== THE REQUEST ==
Print the listing below exactly.

== DATA EXCERPTS ==
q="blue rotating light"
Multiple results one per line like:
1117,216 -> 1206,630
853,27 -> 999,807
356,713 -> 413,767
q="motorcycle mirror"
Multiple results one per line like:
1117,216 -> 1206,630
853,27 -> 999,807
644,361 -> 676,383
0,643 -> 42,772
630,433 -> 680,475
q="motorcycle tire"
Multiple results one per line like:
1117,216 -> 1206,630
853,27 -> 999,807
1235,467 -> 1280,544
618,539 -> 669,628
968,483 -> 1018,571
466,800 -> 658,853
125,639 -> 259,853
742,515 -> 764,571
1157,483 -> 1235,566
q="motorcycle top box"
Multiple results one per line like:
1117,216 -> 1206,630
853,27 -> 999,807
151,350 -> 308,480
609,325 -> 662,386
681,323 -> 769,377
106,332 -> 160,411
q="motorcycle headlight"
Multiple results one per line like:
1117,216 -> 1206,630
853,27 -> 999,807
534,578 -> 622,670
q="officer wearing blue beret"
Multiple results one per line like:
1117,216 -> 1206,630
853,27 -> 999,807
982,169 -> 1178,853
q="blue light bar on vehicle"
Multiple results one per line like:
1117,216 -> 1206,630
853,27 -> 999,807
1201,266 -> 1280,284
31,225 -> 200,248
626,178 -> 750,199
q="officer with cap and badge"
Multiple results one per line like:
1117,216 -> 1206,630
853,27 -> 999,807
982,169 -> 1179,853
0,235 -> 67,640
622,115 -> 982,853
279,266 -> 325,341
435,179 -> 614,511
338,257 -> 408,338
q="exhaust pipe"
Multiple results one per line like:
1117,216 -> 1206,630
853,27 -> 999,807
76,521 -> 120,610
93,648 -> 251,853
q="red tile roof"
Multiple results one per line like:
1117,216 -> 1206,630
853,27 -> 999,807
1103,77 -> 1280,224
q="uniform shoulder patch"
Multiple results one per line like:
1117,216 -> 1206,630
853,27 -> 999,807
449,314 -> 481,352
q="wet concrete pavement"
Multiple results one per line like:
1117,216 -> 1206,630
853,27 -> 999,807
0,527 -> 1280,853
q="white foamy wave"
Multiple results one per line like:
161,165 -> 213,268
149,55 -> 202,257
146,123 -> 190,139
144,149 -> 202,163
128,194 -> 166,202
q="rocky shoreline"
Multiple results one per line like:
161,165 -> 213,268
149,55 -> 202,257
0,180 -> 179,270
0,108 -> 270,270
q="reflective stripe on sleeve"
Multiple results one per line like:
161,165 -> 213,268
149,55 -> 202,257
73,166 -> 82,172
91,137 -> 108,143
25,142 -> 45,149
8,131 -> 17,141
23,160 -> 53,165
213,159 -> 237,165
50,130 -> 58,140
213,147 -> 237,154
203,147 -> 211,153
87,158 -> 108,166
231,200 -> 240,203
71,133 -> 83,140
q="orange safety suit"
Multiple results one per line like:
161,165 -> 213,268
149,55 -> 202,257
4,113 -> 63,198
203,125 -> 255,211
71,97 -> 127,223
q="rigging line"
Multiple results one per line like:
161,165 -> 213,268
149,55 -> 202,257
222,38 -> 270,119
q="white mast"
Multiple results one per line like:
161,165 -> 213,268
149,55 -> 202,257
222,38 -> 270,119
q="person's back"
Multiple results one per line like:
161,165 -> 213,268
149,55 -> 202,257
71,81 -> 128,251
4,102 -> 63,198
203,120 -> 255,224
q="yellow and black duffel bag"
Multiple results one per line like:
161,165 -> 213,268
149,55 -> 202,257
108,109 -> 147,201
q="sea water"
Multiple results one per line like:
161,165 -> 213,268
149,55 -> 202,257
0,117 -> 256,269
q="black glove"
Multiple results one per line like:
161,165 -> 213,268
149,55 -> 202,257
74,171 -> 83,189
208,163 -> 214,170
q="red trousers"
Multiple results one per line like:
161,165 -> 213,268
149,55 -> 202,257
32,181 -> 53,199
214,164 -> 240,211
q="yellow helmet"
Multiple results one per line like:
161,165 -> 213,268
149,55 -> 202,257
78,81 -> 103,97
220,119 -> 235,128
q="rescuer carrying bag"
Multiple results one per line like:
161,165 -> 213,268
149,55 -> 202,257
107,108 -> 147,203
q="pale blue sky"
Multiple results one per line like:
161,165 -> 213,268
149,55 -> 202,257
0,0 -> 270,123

== RESULT OF THE EXERCISE ==
q="blue rotating light"
Multiple results one per line like:
1117,216 -> 1206,630
853,27 -> 999,807
356,713 -> 413,767
q="motorcycle mirror"
Multiple results one per line like:
1117,216 -> 1206,630
853,27 -> 999,807
644,361 -> 676,383
0,643 -> 42,772
630,433 -> 680,475
q="motorcycle tire"
Multiple results one per line like:
1117,216 -> 1206,630
853,27 -> 999,807
1235,467 -> 1280,544
618,539 -> 669,628
968,483 -> 1018,571
466,800 -> 658,853
125,639 -> 259,853
742,515 -> 764,571
1157,483 -> 1235,566
q="motorcycle top box"
Multiple results one per line like:
1117,216 -> 1206,630
853,27 -> 999,807
151,350 -> 308,480
609,325 -> 662,386
681,323 -> 769,377
106,332 -> 160,411
q="motorcycle headlight"
Multiple results one per line like:
1117,216 -> 1206,630
853,27 -> 999,807
534,578 -> 622,670
q="officer wearing blue beret"
Multiple results one per line like:
1117,216 -> 1206,630
853,27 -> 999,807
982,169 -> 1178,853
q="blue light bar on vehicle"
Multiple results one per line like:
1117,216 -> 1206,630
853,27 -> 999,807
1201,266 -> 1280,284
31,225 -> 200,248
626,178 -> 750,199
q="officer with cap and badge"
Multiple results one per line like:
1117,216 -> 1206,630
853,27 -> 999,807
982,169 -> 1179,853
0,235 -> 67,640
622,115 -> 982,853
279,266 -> 325,341
435,179 -> 614,511
338,257 -> 408,338
q="exhaust pipe"
Multiple results one per line like:
1117,216 -> 1206,630
853,27 -> 999,807
76,521 -> 120,610
93,648 -> 251,853
q="red tile roof"
Multiple results one per line like:
1117,216 -> 1206,630
853,27 -> 999,807
1103,77 -> 1280,224
q="uniform shoulder patch"
Multiple results one per line like:
1117,216 -> 1206,630
853,27 -> 999,807
449,314 -> 481,352
q="wet concrete pavement"
Multiple results one per line like:
1117,216 -> 1206,630
853,27 -> 999,807
0,527 -> 1280,853
q="white foamy wave"
Multiple results one per line like:
161,165 -> 213,268
149,55 -> 202,257
146,123 -> 190,139
144,149 -> 202,163
128,194 -> 166,202
q="rocky shoreline"
Multiple results one per line like:
161,165 -> 213,268
149,55 -> 202,257
0,180 -> 179,270
0,108 -> 270,270
q="reflective stripe on sleeve"
Multiple results one per line like:
161,165 -> 213,268
149,55 -> 202,257
73,166 -> 82,172
91,137 -> 108,143
25,142 -> 45,149
8,131 -> 17,141
23,160 -> 53,165
213,159 -> 237,165
50,130 -> 58,140
213,147 -> 237,154
203,147 -> 211,153
87,158 -> 108,166
231,200 -> 240,203
71,133 -> 83,140
q="orange safety suit"
Multiple results one per line like:
161,165 -> 213,268
149,55 -> 202,257
4,113 -> 63,198
203,125 -> 255,211
71,97 -> 127,223
q="rigging line"
Multiple results one per line like:
161,165 -> 213,268
149,55 -> 202,257
222,38 -> 270,119
q="white mast"
Multiple results one per line like:
161,165 -> 213,268
149,55 -> 202,257
222,38 -> 270,119
q="person's back"
Multiple results one per line like:
161,165 -> 213,268
149,55 -> 202,257
71,81 -> 128,251
4,102 -> 63,198
203,120 -> 255,224
q="yellow and black duffel bag"
Multiple results one per line like:
161,165 -> 213,268
149,55 -> 202,257
108,109 -> 147,201
q="sea water"
Multiple results one per line like:
161,165 -> 213,268
149,55 -> 202,257
0,117 -> 256,269
q="black glove"
Multiple results one per line like:
161,165 -> 213,268
149,55 -> 202,257
74,171 -> 83,189
208,163 -> 214,170
q="red trousers"
Multiple results one per line like:
161,165 -> 213,268
149,55 -> 202,257
32,181 -> 53,199
214,164 -> 240,211
q="yellow helmet"
Multiple results one per line like:
161,165 -> 213,268
149,55 -> 202,257
78,81 -> 103,97
220,119 -> 235,128
q="rescuer carrying bag"
Multiple results one per line like:
161,165 -> 213,268
149,55 -> 202,257
107,108 -> 147,203
q="pale blue sky"
Multiple results one per line like:
161,165 -> 213,268
149,55 -> 202,257
0,0 -> 270,123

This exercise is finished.